Ancora una volta la realtà tradì le speranze del premier turco e del suo ministro degli Esteri. Con una eccezione (la Tunisia, dove il partito Ennhada, una costola della Fratellanza musulmana, ha dato prova di grande buon senso), le future pedine turche del Nord Africa e del Levante non si sono materializzate. La Libia è stata distrutta dagli anglo-franco-americani e ha cessato di essere uno Stato. In Egitto i militari hanno strappato il potere a Morsi con un golpe che Erdogan ha pubblicamente disapprovato; e il governo del Cairo ha reagito espellendo l’ambasciatore turco nel novembre 2013. L’Arabia Saudita è un Paese rigidamente islamico, ma preferisce i militari egiziani alla Fratellanza, con cui ha antiche divergenze, e disapprova quindi la politica turca. La crisi siriana, in cui Erdogan è dalla parte dei resistenti, ha fatto della Turchia una retrovia del conflitto e terra d’asilo per circa 600.000 siriani.

※ ※ ※

* Compiti dell'esercitazione
[A] Secondo il brano sulla politica estera turca, in quale mese e anno il governo del Cairo ha espulso l'ambasciatore turco?
[B] Prosegua il brano sulla politica estera turca dopo la sua ultima frase.
Per svolgere questa esercitazione non occorre consultare il materiale.

* Dati di partenza
※ ※ ※

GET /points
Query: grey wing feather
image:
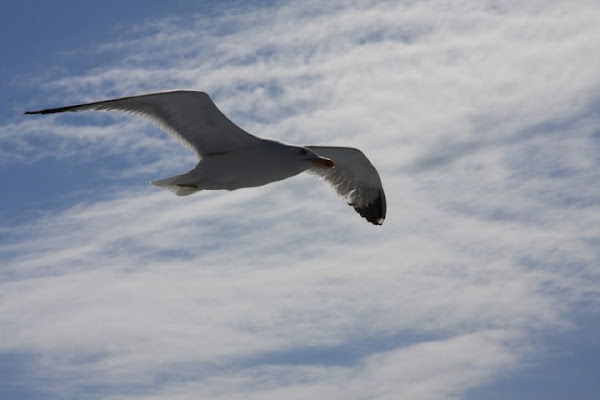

※ ※ ※

* Risultati
[A] Nel novembre 2013.

[B]
Più recentemente la crisi ucraina ha ulteriormente complicato la politica estera di Erdogan e Davutoglu. Anziché diventare il mare interno di una grande area pacificata e solidale, il Mar Nero è diventato un nido di vipere. Ankara non vuole l’ulteriore disgregazione dell’Ucraina e non può negare una certa protezione ai tatari di Crimea, un popolo musulmano che fu sino alla seconda metà del XVIII secolo un vassallo ottomano. Ma non vuole neppure contestare troppo scopertamente la Russia di Putin. I negoziati con l’Unione Europea continuano, ma con scarsi risultati e diventeranno ancora più laboriosi se Erdogan continuerà ad accentuare il profilo autoritario del suo governo e se la sua politica interna diventerà ancora più illiberale.
Per fortuna, in questo quadro di ostilità scoppiate e latenti, esiste il petrolio, un bene per cui si possono fare le guerre, ma anche, quando conviene, le paci. Il Mar Nero continuerà a essere una via degli idrocarburi e la Turchia un utile passaggio per gasdotti e oleodotti. Cipro e le zone marittime circostanti sembrano destinati a diventare l’El Dorado petrolifero del Mediterraneo. Per partecipare allo sfruttamento dei suoi giacimenti, la Turchia dovrà auspicare la riunificazione dell’isola e migliorare i suoi rapporti con Israele. Vedremo allora se vi siano situazioni in cui pragmatismo, nella politica di Erdogan, possa avere il sopravvento sulla ideologia .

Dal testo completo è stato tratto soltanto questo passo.